PAGE TEXT:
================================

We exercise professional judgment and maintain professional skepticism throughout the audit. We also:

  • Identify and assess the risks of material misstatement of the annual financial statements and of the combined management report, whether due to fraud or error, design and perform audit procedures responsive to those risks, and obtain audit evidence that is sufficient and appropriate to provide a basis for our opinions. The risk of not detecting a material misstatement resulting from fraud is higher than the risk of not detecting a material misstatement resulting from error, as fraud may involve collusion, forgery, intentional omissions, misrepresentations, or the override of internal control.
  • Obtain an understanding of internal control relevant to the audit of the annual financial statements and of arrangements and measures (systems) relevant to the audit of the combined management report in order to design audit procedures that are appropriate in the circumstances, but not for the purpose of expressing an opinion on the effectiveness of these systems of the Company.
  • Evaluate the appropriateness of accounting policies used by the executive directors and the reasonableness of estimates made by the executive directors and related disclosures.
  • Conclude on the appropriateness of the executive directors' use of the going concern basis of accounting and, based on the audit evidence obtained, whether a material uncertainty exists related to events or conditions that may cast significant doubt on the Company's ability to continue as a going concern. If we conclude that a material uncertainty exists, we are required to draw attention in the auditor's report to the related disclosures in the annual financial statements and in the combined management report or, if such disclosures are inadequate, to modify our respective opinions. Our conclusions are based on the audit evidence obtained up to the date of our auditor's report. However, future events or conditions may cause the Company to cease to be able to continue as a going concern.

================================

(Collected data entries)
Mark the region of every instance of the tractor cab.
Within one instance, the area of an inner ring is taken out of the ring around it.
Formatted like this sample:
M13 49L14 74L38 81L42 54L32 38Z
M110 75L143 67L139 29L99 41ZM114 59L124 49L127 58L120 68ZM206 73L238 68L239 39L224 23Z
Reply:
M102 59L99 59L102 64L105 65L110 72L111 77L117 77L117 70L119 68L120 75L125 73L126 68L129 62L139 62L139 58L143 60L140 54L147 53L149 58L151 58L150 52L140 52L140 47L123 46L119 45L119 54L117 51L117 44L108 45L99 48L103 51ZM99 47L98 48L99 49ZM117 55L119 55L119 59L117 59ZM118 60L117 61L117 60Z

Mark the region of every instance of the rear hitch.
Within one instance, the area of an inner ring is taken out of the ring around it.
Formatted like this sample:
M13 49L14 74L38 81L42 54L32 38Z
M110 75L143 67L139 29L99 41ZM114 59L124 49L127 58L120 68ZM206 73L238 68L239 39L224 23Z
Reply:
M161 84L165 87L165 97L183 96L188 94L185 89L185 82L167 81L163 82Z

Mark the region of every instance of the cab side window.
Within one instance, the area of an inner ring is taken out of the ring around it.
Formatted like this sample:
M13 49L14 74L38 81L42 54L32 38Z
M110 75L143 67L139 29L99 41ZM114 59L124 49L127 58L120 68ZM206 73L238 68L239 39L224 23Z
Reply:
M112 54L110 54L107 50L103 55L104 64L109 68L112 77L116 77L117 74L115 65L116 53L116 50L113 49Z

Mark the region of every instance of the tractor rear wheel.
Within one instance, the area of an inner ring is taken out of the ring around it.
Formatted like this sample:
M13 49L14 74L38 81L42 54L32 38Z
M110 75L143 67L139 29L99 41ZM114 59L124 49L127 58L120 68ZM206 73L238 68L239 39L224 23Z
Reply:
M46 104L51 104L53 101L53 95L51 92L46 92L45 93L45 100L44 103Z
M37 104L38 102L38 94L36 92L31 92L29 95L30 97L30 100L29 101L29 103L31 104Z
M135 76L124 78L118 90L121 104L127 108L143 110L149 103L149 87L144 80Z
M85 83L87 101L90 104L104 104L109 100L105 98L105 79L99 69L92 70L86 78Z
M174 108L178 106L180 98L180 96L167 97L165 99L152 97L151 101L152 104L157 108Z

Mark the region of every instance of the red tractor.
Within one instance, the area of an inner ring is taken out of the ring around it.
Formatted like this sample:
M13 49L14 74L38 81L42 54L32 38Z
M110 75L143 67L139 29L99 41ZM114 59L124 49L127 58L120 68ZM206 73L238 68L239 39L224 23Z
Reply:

================================

ACTIVITY 1: In the auditor's report excerpt, up to what point in time is the audit evidence that the conclusions rest on obtained?
ACTIVITY 2: Pick up the auditor's report excerpt after its final sentence and carry it forward.

OUTPUT 1: Up to the date of the auditor's report.

OUTPUT 2:
Independent auditors' report

  • Evaluate the overall presentation, structure and content of the annual financial statements, including the disclosures, and whether the annual financial statements present the underlying transactions and events in a manner that the annual financial statements give a true and fair view of the assets, liabilities, financial position and financial performance of the Company in compliance with German legally required accounting principles.
  • Evaluate the consistency of the combined management report with the annual financial statements, its conformity with [German] law, and the view of the Company's position it provides.
  • Perform audit procedures on the prospective information presented by the executive directors in the combined management report. On the basis of sufficient appropriate audit evidence we evaluate, in particular, the significant assumptions used by the executive directors as a basis for the prospective information, and evaluate the proper derivation of the prospective information from these assumptions. We do not express a separate opinion on the prospective information and on the assumptions used as a basis. There is a substantial unavoidable risk that future events will differ materially from the prospective information.

We communicate with those charged with governance regarding, among other matters, the planned scope and timing of the audit and significant audit findings, including any significant deficiencies in internal control that we identify during our audit.

We also provide those charged with governance with a statement that we have complied with the relevant independence requirements, and communicate with them all relationships and other matters that may reasonably be thought to bear on our independence and where applicable, the related safeguards.

From the matters communicated with those charged with governance, we determine those matters that were of most significance in the audit of the annual financial statements of the current period and are therefore the key audit matters. We describe these matters in our auditor's report unless law or regulation precludes public disclosure about the matter.

OTHER LEGAL AND REGULATORY REQUIREMENTS

Report on the assurance on the electronic rendering of the annual financial statements and the management report prepared for publication purposes in accordance with Sec. 317 (3a) HGB

Opinion

We have performed assurance work in accordance with Sec. 317 (3a) HGB to obtain reasonable assurance about whether the rendering of the annual financial statements and the management report (hereinafter the "ESEF documents") contained in 14-12-2023-16-01_xbrl_file.zip and prepared for publication purposes complies in all material respects with the requirements of Sec. 328 (1) HGB for the electronic reporting format ("ESEF format"). In accordance with German legal requirements, this assurance work extends only to the conversion of the information contained in the annual financial statements and the combined management report into the ESEF format and therefore relates neither to the information contained within these renderings nor to any other information contained in the file identified above.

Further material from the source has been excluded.